Show each line below that contains the word "instance", reproducing every such line in full.

(Rows taken from a dataset)
________________________________________

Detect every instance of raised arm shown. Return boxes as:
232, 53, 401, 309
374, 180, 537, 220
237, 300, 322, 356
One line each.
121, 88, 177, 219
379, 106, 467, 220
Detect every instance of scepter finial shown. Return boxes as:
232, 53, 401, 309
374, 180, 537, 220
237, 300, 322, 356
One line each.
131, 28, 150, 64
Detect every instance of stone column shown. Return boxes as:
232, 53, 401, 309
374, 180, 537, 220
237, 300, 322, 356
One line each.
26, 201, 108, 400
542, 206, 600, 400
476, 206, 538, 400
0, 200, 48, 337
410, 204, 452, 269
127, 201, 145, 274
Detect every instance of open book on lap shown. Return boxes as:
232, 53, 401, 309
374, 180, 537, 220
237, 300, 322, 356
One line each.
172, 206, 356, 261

________________________________________

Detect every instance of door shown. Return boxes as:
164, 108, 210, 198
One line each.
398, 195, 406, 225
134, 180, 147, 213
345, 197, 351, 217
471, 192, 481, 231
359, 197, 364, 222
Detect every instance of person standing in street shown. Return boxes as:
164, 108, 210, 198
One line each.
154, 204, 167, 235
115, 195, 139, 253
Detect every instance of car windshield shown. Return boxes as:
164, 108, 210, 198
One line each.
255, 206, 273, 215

________________________________________

## FULL SOLUTION
Detect every instance of raised arm shown. Return boxes as:
Detect every instance of scepter finial shown. Return boxes as:
Detect every instance of stone column shown. Return boxes as:
Detect every instance of open book on lap shown. Return boxes as:
Detect every instance of door shown. Return boxes as:
Detect every instance of person standing in street shown. Return boxes as:
Detect every instance of car windshield shown. Return boxes as:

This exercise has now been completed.